Return every record below exactly as given, images excluded.

*Extracted material*
= = =
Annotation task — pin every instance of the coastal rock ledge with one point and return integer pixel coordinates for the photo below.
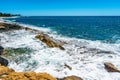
(9, 74)
(48, 41)
(110, 67)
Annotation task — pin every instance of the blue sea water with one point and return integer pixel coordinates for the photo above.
(103, 28)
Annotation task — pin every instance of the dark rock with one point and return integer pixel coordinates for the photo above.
(72, 78)
(8, 26)
(3, 61)
(110, 67)
(49, 41)
(69, 67)
(1, 50)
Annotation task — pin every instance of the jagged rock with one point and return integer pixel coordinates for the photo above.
(5, 70)
(3, 61)
(28, 76)
(72, 78)
(2, 27)
(69, 67)
(48, 41)
(9, 74)
(110, 67)
(8, 26)
(1, 50)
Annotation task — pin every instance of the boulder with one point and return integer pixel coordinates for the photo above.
(49, 41)
(1, 50)
(72, 78)
(29, 76)
(5, 71)
(9, 74)
(8, 26)
(3, 61)
(110, 67)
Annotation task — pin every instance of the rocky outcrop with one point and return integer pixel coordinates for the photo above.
(71, 78)
(48, 41)
(3, 61)
(110, 67)
(1, 50)
(8, 26)
(9, 74)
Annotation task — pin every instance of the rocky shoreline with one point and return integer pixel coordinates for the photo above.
(10, 74)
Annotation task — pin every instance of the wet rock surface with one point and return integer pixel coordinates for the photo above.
(8, 26)
(71, 78)
(110, 67)
(3, 61)
(48, 41)
(9, 74)
(1, 50)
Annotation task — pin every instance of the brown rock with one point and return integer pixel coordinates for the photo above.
(73, 78)
(1, 50)
(5, 70)
(9, 74)
(110, 67)
(48, 41)
(69, 67)
(29, 76)
(8, 26)
(2, 27)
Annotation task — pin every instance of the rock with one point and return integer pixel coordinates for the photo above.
(69, 67)
(1, 50)
(8, 26)
(48, 41)
(3, 61)
(110, 67)
(5, 70)
(9, 74)
(72, 78)
(29, 76)
(2, 27)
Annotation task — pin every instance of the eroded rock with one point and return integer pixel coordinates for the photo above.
(110, 67)
(3, 61)
(72, 78)
(48, 41)
(8, 26)
(1, 50)
(9, 74)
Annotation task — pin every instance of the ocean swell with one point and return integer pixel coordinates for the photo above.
(85, 57)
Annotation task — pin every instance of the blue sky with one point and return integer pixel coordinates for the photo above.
(61, 7)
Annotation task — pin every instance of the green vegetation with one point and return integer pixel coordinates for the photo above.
(8, 14)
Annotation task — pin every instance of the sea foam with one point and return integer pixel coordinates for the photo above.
(81, 55)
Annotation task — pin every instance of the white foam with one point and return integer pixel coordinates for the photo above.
(89, 66)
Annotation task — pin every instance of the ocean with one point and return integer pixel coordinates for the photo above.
(103, 28)
(91, 41)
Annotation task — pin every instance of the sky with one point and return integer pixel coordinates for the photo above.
(61, 7)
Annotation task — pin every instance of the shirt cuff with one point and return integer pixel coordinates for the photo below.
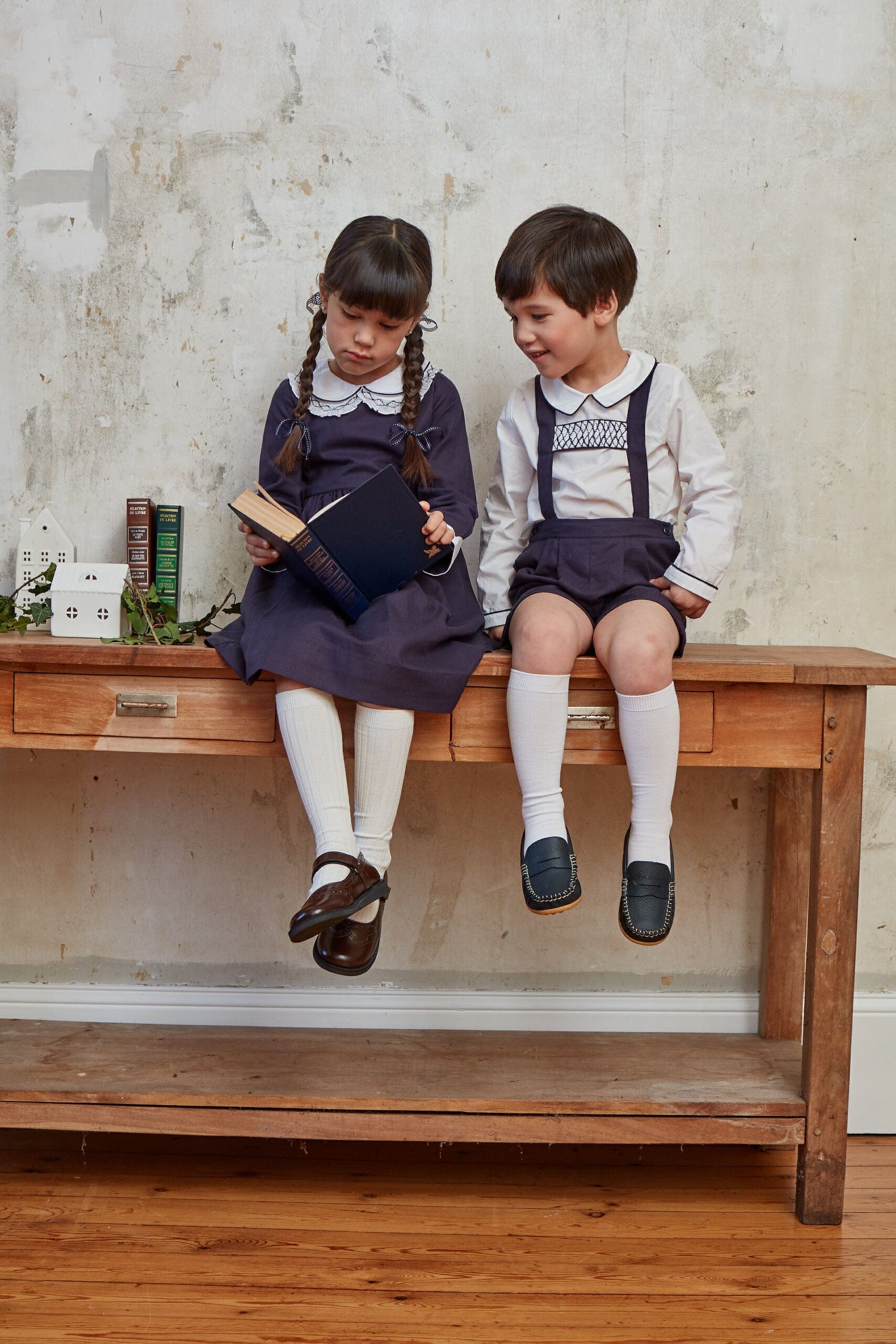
(700, 586)
(441, 568)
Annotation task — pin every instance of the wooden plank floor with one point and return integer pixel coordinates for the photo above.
(268, 1244)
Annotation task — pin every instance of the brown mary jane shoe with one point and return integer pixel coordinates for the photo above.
(361, 886)
(350, 948)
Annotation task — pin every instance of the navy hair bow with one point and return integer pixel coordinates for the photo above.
(422, 436)
(304, 433)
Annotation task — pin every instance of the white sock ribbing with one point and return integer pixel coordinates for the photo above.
(382, 743)
(537, 721)
(649, 731)
(313, 740)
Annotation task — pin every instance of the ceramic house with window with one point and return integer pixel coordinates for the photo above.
(41, 543)
(87, 600)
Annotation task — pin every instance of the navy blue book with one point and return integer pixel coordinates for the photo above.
(355, 550)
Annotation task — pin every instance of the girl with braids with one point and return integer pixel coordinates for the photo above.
(349, 414)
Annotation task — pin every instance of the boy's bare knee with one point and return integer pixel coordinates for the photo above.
(640, 662)
(544, 643)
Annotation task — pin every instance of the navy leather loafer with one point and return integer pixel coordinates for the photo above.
(550, 875)
(648, 904)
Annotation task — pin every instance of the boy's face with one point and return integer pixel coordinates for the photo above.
(555, 337)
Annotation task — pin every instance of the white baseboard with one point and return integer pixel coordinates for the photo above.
(872, 1101)
(373, 1007)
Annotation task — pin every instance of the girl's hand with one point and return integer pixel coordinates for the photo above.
(436, 530)
(260, 551)
(688, 603)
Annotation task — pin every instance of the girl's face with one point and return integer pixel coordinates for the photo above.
(556, 338)
(363, 342)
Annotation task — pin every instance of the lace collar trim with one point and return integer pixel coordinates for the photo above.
(333, 395)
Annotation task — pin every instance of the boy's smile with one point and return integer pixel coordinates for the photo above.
(562, 343)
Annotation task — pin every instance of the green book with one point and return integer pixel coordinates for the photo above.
(170, 550)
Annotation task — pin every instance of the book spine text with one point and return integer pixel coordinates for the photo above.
(330, 573)
(140, 542)
(170, 539)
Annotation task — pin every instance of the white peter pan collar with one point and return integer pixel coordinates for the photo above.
(332, 395)
(568, 400)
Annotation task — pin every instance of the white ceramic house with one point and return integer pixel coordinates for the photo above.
(41, 543)
(87, 600)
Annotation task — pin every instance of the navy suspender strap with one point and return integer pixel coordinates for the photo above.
(637, 448)
(547, 420)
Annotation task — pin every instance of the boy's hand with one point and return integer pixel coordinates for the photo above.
(436, 530)
(688, 603)
(260, 550)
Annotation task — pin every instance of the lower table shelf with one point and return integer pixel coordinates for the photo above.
(402, 1085)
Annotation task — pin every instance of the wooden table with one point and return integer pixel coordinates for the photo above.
(796, 711)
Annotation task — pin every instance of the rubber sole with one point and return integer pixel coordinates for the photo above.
(315, 925)
(344, 971)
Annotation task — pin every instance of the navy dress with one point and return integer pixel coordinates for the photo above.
(412, 649)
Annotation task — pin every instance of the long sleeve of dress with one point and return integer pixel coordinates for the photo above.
(453, 491)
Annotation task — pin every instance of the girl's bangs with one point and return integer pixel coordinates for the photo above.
(381, 281)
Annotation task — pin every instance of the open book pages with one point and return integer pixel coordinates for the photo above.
(269, 515)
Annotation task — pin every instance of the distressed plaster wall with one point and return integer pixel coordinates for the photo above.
(172, 179)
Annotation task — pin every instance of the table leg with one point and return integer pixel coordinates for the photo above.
(787, 855)
(830, 956)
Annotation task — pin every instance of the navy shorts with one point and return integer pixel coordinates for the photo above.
(599, 565)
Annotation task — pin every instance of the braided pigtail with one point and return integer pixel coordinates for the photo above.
(289, 459)
(416, 468)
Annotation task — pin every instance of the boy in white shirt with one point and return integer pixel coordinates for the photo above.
(597, 456)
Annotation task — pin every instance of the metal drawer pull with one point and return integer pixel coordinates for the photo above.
(592, 717)
(139, 707)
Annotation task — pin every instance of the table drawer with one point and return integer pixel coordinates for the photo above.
(212, 709)
(480, 721)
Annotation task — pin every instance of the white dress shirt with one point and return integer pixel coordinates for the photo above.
(687, 472)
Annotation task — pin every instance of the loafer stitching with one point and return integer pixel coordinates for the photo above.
= = =
*Task solution*
Annotation task — pin every instance of the coastal rock ledge with one point and return integer pixel coordinates for the photo below.
(9, 74)
(48, 41)
(110, 67)
Annotation task — pin every instance of the blue sea water with one point and return integer pixel coordinates for the photo above.
(103, 28)
Annotation task — pin every instance of the dark rock with one point and return integer pixel coordinates for the photo above.
(72, 78)
(8, 26)
(3, 61)
(110, 67)
(49, 41)
(69, 67)
(1, 50)
Annotation task — pin every instance of the jagged rock with one point and return integer pixel coordinates for the photo above.
(5, 70)
(3, 61)
(28, 76)
(72, 78)
(2, 27)
(69, 67)
(48, 41)
(9, 74)
(110, 67)
(8, 26)
(1, 50)
Annotation task — pin every instance of the boulder with one point and return integer pixel coordinates for the photo above.
(49, 41)
(1, 50)
(72, 78)
(29, 76)
(5, 71)
(9, 74)
(8, 26)
(3, 61)
(110, 67)
Annotation task — pin every instance of the rocky outcrop with one point and return integer pixel coordinates for the photo above.
(71, 78)
(48, 41)
(3, 61)
(110, 67)
(1, 50)
(8, 26)
(9, 74)
Annotation task — pin every instance of the rocky shoreline with one point and return integer pixel coordinates for the photo above.
(10, 74)
Annotation task — pin every instance of the wet rock surface with one point and return integer pixel coordinates for the photo above.
(8, 26)
(71, 78)
(110, 67)
(3, 61)
(48, 41)
(9, 74)
(1, 50)
Annotation task — pin every instance of the brown rock with one point and return integer pixel coordinates for the photo above.
(73, 78)
(1, 50)
(5, 70)
(9, 74)
(110, 67)
(48, 41)
(69, 67)
(29, 76)
(8, 26)
(2, 27)
Annotation task — pin every instance of the rock with one point and return integer pixel coordinates for the photo above.
(69, 67)
(1, 50)
(8, 26)
(48, 41)
(3, 61)
(110, 67)
(5, 70)
(9, 74)
(72, 78)
(29, 76)
(2, 27)
Annotation task — pin every instance of the eroded rock with one point and return integer pixel coordinates for the photo above.
(110, 67)
(3, 61)
(72, 78)
(48, 41)
(8, 26)
(1, 50)
(9, 74)
Annotation task — pin every instance of the ocean swell with one point and return integer pixel coordinates for the photo above.
(85, 57)
Annotation task — pin every instance of the blue sky with one point and return integer pixel coordinates for the photo above.
(61, 7)
Annotation task — pin every instance of the green vegetation with one point and return integer pixel coordinates for the photo above.
(8, 14)
Annotation task — pin every instance of the sea foam with one point and return integer pixel coordinates for the photo above.
(81, 55)
Annotation task — pin every instance of the white foam with one point and return integer pixel coordinates for the photo above.
(89, 66)
Annotation task — pin every instance of the ocean with one point and return integer pixel coordinates for the photo above.
(103, 28)
(91, 41)
Annotation task — pin every instance of the sky with one point and return integer pixel coordinates for the photo above.
(61, 7)
Annotation task — pin every instance of the shirt cuff with one point and return integer pixel coordinates for the photo below.
(700, 586)
(441, 568)
Annotation task — pin every instance of the wooden plank floor with one point and return integer pixel coordinates for the photo above.
(268, 1244)
Annotation task — pin every instance of the brown mary jane shoe with one point and return integer pixel coordinates for the photo above.
(361, 886)
(350, 948)
Annotation task — pin every instance of the navy hair bow with one point and return integer pixel coordinates for the photo above.
(422, 436)
(304, 433)
Annotation task — pin every instance of the white sock ribbing with one point and return integer pixel coordinates for the photo above.
(382, 743)
(537, 721)
(649, 731)
(313, 740)
Annotation task — pin every instance of the ceramic house with window with one point and return integer pixel coordinates for the photo above.
(41, 543)
(87, 600)
Annotation task — pin every instance of the navy blue book with one point and return integer pixel coordinates for the photo above.
(355, 550)
Annotation task — pin every instance of the girl with braids with one point and return integer pixel coordinates for the photo above.
(349, 414)
Annotation task — pin every instance of the boy's bare knee with one point and return integer pixel coordinates for the photo above.
(640, 662)
(544, 643)
Annotation task — pin every instance of the navy leather loafer with one point and return integer pixel coordinates for the photo above.
(550, 875)
(648, 904)
Annotation task — pin every instance of the boy's face with one point and return integer pixel coordinates for the photo above.
(555, 337)
Annotation task — pin every instance of the white baseboard with one point and return integer pixel coordinates for the photo above.
(872, 1101)
(373, 1007)
Annotation task — pin every instance of the girl's hand with one point and return integer pixel coordinates for the photo above.
(436, 530)
(260, 551)
(688, 603)
Annotation task — pin every instance of the girl's face with one point and return integer pixel coordinates for the photo above.
(556, 338)
(363, 342)
Annotation task — pin every instance of the lace collar trim with one point and return integer pixel coordinates for the photo above.
(333, 395)
Annotation task — pin every instance of the boy's smile with one point and return integer pixel coordinates for the photo above.
(562, 343)
Annotation task — pin every instance of the green book with one point and return integer pixel coordinates for the photo above.
(170, 550)
Annotation task — pin every instance of the book spine text with one point and return integer pixel coordinates for the photo above.
(330, 573)
(140, 542)
(170, 539)
Annotation task — pin every instance of the white peter pan collar with one point and return integer pixel coordinates for the photo above.
(332, 395)
(568, 400)
Annotation task — pin every instance of the white ceramic house with one point and return integer pixel coordinates for the photo above.
(41, 543)
(87, 600)
Annotation task — pin every instance of the navy suspender strap with one point and return integer pixel coordinates for the photo above.
(637, 448)
(547, 420)
Annotation task — pin every instance of the boy's hand with one point and return integer pixel coordinates for the photo above.
(436, 530)
(688, 603)
(260, 550)
Annotation task — pin every instance of the lower table shelf with one point and return integer pixel coordinates for the photo above.
(402, 1085)
Annotation task — pin every instance of the wooden table with one point and return integer pixel coordinates for the photo above.
(796, 711)
Annotation task — pin every instance of the rubber sole with one point and return integer pixel coordinates for the photo above.
(315, 925)
(344, 971)
Annotation task — pin every instance of the navy dress with one point and return integer pixel coordinates for the photo above.
(412, 649)
Annotation task — pin every instance of the long sleeve of dress with one point and return integer pixel coordinates for the photo above.
(453, 491)
Annotation task — pin every instance of the girl's bangs with one point and return integer pixel coordinates for the photo above.
(381, 281)
Annotation task — pin every instance of the open book pages with one point and return integer pixel coordinates for the photo above.
(269, 515)
Annotation task — pin every instance of the distressed plaster wall with one point and return integer pixel coordinates for the photo above.
(172, 179)
Annotation task — pin every instance of the table leg with one point and return integer pixel coordinates for the photo above.
(787, 855)
(830, 956)
Annotation task — pin every instance of the navy shorts with one point and return integer pixel coordinates for the photo above.
(599, 565)
Annotation task — pin every instance of the braided pigtail with one point and return integer pixel coordinates for the photo above.
(289, 459)
(416, 468)
Annotation task — pin every instance of the boy in white shirt with one point and return integer pixel coordinates for the photo above.
(597, 456)
Annotation task — pin every instance of the metal drawer pull with one point and return integer pixel coordinates for the photo above.
(592, 717)
(139, 707)
Annotation task — pin every instance of the table drawer with one point and return integer pixel coordinates for the photo above.
(212, 709)
(480, 721)
Annotation task — pin every instance of the white dress shirt with one point and return integer pixel coordinates for the photo above.
(687, 472)
Annotation task — pin every instance of the loafer stitching with one point and return integer pixel coordinates for the photo above.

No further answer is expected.